Dataset entries:

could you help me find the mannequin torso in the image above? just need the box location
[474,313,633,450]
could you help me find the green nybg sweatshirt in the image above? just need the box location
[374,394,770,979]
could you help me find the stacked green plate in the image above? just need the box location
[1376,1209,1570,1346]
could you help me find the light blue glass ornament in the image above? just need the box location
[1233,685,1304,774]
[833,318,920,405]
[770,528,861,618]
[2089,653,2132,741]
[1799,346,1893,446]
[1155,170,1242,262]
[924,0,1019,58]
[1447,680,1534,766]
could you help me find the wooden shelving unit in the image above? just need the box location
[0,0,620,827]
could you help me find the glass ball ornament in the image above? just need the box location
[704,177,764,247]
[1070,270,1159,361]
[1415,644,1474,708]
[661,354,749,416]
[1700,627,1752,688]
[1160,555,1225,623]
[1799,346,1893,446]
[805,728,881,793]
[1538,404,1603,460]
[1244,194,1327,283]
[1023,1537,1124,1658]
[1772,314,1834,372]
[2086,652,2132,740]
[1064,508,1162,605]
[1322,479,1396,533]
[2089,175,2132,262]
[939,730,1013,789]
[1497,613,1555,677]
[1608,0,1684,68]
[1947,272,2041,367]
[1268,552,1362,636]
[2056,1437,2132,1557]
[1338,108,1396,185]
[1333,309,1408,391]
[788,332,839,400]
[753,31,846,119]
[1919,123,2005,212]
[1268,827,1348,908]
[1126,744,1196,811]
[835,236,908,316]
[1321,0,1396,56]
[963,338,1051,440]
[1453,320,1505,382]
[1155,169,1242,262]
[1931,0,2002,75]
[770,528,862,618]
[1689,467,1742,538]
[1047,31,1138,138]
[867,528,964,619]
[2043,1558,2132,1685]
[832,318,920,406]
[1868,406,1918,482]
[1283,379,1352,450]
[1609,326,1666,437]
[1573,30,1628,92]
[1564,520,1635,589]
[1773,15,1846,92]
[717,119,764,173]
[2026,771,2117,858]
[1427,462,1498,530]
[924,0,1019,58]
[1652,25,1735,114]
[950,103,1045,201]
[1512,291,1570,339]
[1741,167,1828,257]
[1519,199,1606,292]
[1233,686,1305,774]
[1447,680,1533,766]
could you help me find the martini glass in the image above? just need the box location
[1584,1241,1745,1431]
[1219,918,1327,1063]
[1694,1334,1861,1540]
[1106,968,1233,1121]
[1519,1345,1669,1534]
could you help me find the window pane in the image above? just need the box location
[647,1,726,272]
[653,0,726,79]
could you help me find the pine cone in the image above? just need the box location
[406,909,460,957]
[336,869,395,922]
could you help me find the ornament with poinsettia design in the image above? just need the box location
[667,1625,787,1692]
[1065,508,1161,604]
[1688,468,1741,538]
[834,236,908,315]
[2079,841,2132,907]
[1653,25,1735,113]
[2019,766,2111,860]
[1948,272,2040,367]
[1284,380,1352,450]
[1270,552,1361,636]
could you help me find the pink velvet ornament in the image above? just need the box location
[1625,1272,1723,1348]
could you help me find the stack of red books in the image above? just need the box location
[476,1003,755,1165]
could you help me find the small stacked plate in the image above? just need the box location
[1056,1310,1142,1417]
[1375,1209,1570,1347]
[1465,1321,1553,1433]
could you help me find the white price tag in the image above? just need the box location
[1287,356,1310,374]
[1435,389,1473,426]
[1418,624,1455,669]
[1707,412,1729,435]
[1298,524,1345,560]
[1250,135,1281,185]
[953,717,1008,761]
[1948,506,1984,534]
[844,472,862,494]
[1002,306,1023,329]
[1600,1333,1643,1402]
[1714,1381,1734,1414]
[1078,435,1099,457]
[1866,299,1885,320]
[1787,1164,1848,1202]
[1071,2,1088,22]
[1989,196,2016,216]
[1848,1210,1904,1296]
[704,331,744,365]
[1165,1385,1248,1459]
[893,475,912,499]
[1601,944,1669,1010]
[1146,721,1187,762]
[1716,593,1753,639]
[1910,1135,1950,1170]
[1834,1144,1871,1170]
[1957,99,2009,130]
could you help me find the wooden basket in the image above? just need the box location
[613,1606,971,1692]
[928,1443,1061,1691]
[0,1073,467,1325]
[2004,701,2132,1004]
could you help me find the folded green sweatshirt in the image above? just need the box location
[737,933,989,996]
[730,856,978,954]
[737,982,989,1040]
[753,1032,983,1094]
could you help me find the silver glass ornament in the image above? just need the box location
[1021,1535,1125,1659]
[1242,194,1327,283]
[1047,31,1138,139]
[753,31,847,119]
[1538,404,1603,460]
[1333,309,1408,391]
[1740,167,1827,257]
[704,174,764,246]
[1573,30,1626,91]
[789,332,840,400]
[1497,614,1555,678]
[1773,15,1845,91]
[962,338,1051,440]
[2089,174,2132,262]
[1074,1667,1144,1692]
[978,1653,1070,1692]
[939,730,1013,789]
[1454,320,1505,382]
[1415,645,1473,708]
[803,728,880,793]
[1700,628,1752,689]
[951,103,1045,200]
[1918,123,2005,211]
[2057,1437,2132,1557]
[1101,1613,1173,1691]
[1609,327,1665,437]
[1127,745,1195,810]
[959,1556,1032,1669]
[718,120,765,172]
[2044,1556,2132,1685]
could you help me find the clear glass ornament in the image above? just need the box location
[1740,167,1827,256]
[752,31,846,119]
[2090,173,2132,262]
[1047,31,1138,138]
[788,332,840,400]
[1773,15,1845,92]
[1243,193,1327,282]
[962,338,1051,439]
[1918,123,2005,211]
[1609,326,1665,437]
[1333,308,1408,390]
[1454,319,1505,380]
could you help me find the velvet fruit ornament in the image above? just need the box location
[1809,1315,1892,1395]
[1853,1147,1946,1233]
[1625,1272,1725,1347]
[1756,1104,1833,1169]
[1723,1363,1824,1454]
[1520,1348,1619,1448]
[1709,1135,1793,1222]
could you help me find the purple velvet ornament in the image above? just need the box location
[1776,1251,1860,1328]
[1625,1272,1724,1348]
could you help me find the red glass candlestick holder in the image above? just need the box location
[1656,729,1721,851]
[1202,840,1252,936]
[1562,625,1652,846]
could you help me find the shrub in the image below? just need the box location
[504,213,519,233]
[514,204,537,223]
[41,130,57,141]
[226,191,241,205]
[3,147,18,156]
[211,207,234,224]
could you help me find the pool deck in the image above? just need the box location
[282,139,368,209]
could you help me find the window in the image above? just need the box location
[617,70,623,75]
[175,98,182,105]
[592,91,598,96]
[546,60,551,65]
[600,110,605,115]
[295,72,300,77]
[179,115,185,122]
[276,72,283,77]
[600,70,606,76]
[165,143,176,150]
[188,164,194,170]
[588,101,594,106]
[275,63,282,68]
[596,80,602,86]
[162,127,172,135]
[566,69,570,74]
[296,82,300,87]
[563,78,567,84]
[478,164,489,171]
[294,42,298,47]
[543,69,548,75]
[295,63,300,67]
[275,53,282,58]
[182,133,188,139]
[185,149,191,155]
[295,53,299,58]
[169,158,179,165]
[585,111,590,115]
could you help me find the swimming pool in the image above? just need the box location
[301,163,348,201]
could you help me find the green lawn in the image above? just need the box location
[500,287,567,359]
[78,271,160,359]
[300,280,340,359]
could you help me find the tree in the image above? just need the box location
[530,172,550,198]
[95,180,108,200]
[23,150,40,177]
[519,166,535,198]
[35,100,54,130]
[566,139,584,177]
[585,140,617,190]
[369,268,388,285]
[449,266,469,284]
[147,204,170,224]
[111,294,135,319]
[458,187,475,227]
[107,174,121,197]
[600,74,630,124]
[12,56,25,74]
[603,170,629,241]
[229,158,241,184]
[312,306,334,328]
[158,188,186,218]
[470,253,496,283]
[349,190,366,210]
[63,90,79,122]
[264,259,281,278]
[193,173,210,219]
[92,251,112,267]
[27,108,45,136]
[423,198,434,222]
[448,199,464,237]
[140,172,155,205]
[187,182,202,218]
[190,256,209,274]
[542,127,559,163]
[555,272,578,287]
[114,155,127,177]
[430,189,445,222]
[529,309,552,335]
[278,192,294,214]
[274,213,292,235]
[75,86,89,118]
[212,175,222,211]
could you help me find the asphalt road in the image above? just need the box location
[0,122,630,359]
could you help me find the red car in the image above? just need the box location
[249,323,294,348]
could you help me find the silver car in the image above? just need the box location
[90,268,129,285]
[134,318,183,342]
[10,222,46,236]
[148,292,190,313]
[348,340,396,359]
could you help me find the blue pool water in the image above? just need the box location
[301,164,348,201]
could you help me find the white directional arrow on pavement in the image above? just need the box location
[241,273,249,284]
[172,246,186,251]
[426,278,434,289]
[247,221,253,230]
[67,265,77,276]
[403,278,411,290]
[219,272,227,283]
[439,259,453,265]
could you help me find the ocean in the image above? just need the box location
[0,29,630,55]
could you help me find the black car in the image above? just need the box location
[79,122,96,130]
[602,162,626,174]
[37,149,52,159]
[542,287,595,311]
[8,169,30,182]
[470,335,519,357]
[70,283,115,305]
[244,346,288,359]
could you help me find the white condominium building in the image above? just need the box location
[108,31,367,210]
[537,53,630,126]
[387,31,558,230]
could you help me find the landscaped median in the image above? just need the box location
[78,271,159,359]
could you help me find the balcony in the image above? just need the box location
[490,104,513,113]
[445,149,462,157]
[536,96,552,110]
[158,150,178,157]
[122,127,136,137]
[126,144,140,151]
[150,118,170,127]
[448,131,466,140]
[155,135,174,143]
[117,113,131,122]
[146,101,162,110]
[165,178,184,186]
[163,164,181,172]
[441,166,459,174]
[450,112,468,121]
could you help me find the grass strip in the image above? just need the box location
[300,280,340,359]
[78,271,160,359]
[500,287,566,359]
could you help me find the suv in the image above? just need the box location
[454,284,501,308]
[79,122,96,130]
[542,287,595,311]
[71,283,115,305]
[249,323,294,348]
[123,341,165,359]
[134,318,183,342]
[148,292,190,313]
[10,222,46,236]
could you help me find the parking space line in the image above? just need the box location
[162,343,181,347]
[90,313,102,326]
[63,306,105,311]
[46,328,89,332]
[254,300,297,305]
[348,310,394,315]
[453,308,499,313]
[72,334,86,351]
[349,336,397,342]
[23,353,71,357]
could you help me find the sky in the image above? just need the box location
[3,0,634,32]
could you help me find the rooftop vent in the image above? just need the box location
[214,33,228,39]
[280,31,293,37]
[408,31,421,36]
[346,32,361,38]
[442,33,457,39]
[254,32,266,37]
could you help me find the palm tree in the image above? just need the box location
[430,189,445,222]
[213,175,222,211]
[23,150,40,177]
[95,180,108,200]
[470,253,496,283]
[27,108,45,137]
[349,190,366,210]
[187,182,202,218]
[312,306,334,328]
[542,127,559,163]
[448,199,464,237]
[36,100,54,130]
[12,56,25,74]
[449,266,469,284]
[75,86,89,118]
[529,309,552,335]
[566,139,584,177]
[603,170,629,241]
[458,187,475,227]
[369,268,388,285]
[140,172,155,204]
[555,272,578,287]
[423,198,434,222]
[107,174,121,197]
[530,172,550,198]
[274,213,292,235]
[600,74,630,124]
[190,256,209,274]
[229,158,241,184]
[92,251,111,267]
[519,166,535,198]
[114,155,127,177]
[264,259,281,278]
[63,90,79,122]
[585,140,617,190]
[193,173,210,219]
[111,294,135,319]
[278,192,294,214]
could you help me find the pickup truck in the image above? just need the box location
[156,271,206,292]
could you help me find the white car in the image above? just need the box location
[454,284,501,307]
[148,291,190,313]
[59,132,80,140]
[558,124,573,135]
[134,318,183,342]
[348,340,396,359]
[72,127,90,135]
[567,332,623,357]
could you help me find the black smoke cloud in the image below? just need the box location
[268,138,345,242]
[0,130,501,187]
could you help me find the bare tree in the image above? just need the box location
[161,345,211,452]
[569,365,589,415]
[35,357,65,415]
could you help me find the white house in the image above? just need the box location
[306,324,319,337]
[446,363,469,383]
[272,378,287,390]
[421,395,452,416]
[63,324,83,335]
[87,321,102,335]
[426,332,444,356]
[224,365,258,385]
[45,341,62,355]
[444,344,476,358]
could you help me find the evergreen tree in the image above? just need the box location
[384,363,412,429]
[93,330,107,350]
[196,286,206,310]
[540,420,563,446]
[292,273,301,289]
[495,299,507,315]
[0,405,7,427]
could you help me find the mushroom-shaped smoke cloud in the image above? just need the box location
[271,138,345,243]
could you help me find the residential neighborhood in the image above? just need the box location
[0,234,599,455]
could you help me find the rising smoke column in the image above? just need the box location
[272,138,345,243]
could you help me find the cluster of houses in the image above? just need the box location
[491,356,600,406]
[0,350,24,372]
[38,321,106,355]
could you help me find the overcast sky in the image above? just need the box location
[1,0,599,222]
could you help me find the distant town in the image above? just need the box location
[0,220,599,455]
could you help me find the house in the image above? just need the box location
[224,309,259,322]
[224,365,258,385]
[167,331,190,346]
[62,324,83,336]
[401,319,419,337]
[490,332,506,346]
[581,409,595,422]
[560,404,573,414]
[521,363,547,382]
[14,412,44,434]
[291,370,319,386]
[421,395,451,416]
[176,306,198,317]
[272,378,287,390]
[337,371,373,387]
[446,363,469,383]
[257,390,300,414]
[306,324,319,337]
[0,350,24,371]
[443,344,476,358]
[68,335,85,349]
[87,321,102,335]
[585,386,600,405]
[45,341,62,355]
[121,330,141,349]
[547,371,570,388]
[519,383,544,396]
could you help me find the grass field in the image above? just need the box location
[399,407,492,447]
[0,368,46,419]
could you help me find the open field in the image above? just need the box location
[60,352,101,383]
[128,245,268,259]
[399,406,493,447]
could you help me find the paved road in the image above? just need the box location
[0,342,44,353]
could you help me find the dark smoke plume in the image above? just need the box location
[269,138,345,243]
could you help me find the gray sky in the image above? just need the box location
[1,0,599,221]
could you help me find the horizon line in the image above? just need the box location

TASK DETAILS
Search the entries for the line holding "could you help me find the house". Return that line and the ones after it through the last, exactly.

REPLY
could you help me find the house in the image above? just need the box location
[224,309,259,322]
[224,365,258,385]
[167,331,190,346]
[62,324,83,336]
[401,319,419,337]
[490,332,506,346]
[581,409,595,422]
[560,404,573,414]
[521,363,547,382]
[14,412,44,434]
[291,370,319,386]
[421,395,451,416]
[176,306,198,317]
[272,378,287,390]
[337,371,373,387]
[446,363,469,383]
[257,390,300,414]
[306,324,319,337]
[0,350,24,371]
[443,344,476,358]
[68,335,85,349]
[87,321,102,335]
[585,386,600,405]
[45,341,62,355]
[121,330,141,349]
[547,371,570,388]
[519,383,544,396]
could you help me find the grass field in the image above? just need the box location
[399,407,492,447]
[0,368,46,419]
could you help me find the open field in the image above? just need the box location
[60,352,101,383]
[128,245,268,259]
[399,406,493,447]
could you help me find the paved road in the image above? just need the box location
[0,342,44,353]
could you help me find the dark smoke plume in the image above? just need the box location
[269,138,345,243]
could you help me find the gray sky in the image above? just need the box location
[1,0,599,221]
could you help me find the horizon line in the image above? just need the box location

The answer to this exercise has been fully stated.